▶ **Problem to work on**
In the Datazoom text, how long ago did the team start doing load tests in production?
Segment Start: Extract to read
We’ve discovered that, at this stage of our business, just like chaos testing, we have to do load testing to understand bottlenecks before we encounter them with live traffic. For example, even if we have additional Kafka capacity, streaming video is famous for unpredictable traffic spikes due to content launches, breaking news, etc. We started doing load tests in production about 6 months ago and we’ve learned a ton. It has been a big eye-opener for the team providing meaningful insight into service vulnerabilities and opportunities to improve efficiency.
Future excitement at Datazoom and leaving a legacy
There are many different things I’m looking forward to now that I’m at Datazoom. One of the biggest things is bringing integrated, correlated, standardized video telemetry to the streaming industry and building a successful business on that concept. It was what got me interested in Datazoom from the beginning. And, there’s nothing like the feeling when you have the wind at your back as the company starts to catch air. We just hired a sales team, we know our product is ready for the market, and the market is interested in what we’re doing. We’re in the just add-sales phase so this is the year we’re going to get traction.
Another thing I am looking forward to is building a business with great people. I’m so lucky to work with people that I appreciate personally and respect professionally. It makes it worthwhile to get up in the morning and go to work. Datazoom is my legacy job. I essentially came out of retirement to do this and it's a final opportunity to leave my mark. I want to do this well and leave something lasting behind. I want to make these people and this company successful. Whether that means watching coworkers grow from their experience and do great things over time or for the company to live on long after I’ve moved on, I believe in this team and vision. At this point in my career, it's all about the purpose and people.
I love video games and they are a regular hobby of mine. My favorite games are first-person shooters. I've been playing video games for as long as I’ve been in tech, starting with the original Castle Wolfenstein and Doom PC games. More recent favorites are the Halo series, Bioshock, Gears of War, Dead Space, and the recent Doom series reboot. Luckily, my wife has accepted the fact that, in this respect, I'm a stunted teenager at heart.
Segment End: Extract to read
Segment Start: Provided data
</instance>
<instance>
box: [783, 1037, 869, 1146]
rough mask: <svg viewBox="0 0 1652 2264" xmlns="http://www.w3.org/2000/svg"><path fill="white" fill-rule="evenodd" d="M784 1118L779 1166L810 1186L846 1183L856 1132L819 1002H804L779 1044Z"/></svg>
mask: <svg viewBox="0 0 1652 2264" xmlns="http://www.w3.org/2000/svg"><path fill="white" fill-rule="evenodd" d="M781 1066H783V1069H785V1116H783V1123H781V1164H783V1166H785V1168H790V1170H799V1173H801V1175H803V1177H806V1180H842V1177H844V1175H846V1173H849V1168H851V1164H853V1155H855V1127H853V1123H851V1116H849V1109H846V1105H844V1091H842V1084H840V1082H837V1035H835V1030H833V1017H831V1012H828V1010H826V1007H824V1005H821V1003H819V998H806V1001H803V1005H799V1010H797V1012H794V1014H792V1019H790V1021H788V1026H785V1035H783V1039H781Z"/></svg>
Segment End: Provided data
▶ **Answer area**
About 6 months ago.